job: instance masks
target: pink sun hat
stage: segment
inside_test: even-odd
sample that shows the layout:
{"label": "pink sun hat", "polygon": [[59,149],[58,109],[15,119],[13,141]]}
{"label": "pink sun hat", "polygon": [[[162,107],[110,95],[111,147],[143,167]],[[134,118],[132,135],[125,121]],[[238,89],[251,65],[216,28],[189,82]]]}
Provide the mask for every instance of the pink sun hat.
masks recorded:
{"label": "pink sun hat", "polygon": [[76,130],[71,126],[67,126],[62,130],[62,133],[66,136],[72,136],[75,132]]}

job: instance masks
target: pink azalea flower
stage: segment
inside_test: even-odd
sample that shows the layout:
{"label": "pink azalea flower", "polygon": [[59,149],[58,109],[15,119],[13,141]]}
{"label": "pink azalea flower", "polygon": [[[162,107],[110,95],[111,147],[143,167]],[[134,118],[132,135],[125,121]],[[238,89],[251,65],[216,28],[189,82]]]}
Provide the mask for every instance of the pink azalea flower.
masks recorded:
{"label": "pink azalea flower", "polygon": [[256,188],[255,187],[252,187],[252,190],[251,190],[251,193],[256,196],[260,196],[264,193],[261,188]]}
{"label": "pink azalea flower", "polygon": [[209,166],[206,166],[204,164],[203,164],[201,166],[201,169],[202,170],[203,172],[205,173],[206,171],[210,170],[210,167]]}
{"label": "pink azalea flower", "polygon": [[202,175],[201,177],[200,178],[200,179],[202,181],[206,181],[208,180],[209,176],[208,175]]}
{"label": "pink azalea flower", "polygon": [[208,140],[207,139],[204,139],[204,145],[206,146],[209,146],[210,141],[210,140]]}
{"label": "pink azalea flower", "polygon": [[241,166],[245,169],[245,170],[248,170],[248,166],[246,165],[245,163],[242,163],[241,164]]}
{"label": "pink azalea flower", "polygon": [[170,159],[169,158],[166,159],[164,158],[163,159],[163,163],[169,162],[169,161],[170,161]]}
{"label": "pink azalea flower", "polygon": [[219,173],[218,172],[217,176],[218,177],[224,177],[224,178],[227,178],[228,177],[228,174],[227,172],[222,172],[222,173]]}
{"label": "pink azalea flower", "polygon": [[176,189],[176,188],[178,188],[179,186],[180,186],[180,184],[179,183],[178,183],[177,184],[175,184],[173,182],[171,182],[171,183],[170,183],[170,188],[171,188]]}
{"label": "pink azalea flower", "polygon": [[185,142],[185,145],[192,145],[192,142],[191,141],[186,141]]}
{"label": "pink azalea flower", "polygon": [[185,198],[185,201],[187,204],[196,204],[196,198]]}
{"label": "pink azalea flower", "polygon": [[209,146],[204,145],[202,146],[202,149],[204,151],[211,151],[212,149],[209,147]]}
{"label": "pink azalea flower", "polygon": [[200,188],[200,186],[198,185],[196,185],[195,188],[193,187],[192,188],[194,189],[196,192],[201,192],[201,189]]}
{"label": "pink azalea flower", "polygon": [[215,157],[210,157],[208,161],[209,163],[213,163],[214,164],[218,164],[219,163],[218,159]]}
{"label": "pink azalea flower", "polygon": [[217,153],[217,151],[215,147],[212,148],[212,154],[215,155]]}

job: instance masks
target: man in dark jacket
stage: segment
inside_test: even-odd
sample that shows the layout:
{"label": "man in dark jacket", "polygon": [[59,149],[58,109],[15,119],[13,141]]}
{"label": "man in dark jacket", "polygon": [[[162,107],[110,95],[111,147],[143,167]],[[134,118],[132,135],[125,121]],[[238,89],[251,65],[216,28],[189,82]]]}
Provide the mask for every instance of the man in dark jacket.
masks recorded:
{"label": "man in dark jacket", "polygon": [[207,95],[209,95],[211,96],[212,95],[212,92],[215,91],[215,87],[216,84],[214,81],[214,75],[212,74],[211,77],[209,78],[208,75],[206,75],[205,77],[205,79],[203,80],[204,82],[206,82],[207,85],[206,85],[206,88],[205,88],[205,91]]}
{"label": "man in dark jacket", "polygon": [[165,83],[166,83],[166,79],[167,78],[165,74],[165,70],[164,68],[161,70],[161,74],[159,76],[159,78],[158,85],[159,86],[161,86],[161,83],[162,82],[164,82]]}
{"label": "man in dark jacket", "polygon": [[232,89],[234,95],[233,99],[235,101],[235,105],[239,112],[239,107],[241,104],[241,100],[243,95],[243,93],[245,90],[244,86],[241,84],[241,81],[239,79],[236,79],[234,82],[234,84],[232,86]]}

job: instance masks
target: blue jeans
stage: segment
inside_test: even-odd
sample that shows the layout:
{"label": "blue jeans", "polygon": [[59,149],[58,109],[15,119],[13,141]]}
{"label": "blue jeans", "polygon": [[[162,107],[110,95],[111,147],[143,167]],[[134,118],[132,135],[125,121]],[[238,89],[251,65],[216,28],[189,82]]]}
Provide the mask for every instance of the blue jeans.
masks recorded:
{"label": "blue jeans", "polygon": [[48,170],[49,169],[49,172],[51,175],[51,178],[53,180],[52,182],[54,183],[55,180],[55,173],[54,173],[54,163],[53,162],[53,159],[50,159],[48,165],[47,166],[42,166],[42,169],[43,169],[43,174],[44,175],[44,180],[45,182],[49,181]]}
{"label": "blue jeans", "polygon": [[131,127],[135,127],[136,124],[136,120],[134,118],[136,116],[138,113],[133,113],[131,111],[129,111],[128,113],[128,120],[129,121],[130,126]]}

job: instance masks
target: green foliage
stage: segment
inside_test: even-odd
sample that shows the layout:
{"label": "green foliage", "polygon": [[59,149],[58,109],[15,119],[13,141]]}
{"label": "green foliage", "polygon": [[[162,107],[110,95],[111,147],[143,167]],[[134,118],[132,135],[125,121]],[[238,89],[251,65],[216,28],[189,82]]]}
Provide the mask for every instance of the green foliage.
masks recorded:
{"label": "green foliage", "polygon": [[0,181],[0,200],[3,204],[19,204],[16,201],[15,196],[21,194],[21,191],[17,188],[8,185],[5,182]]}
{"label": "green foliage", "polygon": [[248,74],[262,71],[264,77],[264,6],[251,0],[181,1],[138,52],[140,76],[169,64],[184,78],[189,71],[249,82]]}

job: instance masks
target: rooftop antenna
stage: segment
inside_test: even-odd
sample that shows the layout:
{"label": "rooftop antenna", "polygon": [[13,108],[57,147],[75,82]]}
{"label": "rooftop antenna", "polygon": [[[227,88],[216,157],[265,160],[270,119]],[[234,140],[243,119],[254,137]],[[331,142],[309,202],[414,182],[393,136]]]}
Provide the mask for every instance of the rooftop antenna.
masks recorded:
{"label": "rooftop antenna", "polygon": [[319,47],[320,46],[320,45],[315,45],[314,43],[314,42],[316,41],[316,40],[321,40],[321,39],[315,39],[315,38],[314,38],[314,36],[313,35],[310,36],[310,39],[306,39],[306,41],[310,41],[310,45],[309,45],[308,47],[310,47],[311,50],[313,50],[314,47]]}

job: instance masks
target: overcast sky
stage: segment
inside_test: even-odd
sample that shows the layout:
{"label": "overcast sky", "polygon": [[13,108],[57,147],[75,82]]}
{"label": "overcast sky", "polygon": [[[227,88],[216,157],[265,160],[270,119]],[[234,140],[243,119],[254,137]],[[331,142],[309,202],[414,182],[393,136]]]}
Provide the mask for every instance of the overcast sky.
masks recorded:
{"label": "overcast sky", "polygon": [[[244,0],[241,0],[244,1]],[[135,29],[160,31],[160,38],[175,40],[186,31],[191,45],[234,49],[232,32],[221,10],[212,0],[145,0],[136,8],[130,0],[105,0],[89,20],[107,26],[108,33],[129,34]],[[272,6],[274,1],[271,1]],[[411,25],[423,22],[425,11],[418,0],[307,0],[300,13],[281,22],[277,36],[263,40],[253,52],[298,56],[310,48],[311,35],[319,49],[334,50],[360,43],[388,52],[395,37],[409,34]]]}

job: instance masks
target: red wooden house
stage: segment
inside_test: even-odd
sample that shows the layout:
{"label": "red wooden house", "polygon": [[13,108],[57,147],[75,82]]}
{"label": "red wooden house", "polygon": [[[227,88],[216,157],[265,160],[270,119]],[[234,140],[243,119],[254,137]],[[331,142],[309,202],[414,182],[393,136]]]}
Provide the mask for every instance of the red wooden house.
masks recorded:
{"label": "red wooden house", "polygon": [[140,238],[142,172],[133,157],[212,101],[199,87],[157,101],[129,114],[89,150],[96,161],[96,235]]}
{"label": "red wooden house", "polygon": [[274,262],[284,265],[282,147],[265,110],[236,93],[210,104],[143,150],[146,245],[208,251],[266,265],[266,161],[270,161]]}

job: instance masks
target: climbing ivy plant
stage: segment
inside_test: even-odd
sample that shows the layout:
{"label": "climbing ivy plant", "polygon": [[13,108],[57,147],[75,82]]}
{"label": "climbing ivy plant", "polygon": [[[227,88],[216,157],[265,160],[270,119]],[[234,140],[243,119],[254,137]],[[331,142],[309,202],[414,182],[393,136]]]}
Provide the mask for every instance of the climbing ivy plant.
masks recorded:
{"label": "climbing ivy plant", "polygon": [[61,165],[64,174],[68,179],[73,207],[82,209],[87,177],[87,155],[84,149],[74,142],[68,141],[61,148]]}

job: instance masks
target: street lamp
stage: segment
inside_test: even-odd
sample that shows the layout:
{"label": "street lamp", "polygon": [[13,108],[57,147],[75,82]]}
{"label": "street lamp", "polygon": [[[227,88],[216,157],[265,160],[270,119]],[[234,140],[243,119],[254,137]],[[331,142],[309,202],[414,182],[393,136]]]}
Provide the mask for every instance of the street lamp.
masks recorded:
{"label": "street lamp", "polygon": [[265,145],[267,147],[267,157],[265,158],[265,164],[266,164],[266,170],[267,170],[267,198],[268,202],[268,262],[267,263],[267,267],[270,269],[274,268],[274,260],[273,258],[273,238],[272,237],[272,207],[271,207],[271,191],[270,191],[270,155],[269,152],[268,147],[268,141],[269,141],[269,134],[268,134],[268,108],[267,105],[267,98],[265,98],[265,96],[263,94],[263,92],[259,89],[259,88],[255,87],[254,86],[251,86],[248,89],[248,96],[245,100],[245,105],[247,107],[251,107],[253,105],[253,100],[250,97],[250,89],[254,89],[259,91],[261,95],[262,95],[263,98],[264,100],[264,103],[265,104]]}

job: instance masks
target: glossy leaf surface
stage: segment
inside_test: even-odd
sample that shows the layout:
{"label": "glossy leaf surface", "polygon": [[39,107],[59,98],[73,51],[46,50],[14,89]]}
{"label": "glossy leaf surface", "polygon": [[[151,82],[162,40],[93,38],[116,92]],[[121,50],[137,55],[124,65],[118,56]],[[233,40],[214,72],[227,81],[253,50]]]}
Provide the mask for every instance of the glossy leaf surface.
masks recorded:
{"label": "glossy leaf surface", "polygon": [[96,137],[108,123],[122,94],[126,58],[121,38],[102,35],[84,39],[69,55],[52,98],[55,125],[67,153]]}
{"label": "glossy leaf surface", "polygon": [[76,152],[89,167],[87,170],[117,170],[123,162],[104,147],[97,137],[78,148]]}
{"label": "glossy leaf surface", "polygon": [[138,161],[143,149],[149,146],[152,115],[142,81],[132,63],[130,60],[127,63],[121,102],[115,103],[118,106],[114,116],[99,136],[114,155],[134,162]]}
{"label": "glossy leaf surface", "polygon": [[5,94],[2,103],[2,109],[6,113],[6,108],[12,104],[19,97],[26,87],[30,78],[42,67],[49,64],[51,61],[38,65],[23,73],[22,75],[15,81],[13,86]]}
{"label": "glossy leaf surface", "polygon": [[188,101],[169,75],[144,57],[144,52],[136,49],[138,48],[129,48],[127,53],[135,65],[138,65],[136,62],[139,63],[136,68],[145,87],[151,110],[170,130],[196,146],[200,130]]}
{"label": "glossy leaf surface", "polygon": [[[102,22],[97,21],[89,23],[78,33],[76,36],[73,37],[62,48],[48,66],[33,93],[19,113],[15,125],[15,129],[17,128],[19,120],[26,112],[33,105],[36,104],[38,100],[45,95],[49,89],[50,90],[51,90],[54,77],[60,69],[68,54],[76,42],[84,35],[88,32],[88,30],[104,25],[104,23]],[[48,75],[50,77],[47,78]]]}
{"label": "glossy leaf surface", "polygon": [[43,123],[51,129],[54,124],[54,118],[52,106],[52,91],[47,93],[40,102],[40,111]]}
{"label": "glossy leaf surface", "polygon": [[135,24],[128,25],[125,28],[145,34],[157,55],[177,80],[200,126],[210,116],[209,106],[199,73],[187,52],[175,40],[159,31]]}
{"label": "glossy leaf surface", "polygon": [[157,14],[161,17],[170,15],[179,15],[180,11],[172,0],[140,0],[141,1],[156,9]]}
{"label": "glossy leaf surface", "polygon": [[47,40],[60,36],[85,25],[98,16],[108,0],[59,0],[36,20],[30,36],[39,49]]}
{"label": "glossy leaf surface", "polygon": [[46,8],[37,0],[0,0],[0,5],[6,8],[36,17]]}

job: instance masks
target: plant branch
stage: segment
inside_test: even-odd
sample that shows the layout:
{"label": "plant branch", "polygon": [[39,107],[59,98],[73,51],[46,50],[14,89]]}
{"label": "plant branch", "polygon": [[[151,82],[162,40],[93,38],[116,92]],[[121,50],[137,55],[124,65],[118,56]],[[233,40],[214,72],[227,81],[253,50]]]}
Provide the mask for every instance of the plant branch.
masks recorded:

**PROBLEM REQUIREMENTS:** Please list every line of the records that contains the string "jeans", matching case exactly.

**ANSWER FOR THE TASK:**
target: blue jeans
{"label": "blue jeans", "polygon": [[59,149],[58,109],[15,119],[13,141]]}
{"label": "blue jeans", "polygon": [[[162,107],[110,95],[111,147],[143,167]],[[134,118],[132,135],[125,121]],[[238,89],[251,65],[216,28],[189,82]]]}
Provide the mask for every instance of the blue jeans.
{"label": "blue jeans", "polygon": [[48,170],[49,169],[49,172],[51,175],[51,178],[53,180],[52,182],[54,183],[55,180],[55,173],[54,173],[54,163],[53,162],[53,159],[50,159],[48,165],[47,166],[42,166],[42,169],[43,169],[43,174],[44,175],[44,180],[45,182],[49,181]]}
{"label": "blue jeans", "polygon": [[131,127],[135,127],[136,124],[136,120],[134,118],[136,116],[138,113],[133,113],[131,111],[129,111],[128,113],[128,120],[129,121],[130,126]]}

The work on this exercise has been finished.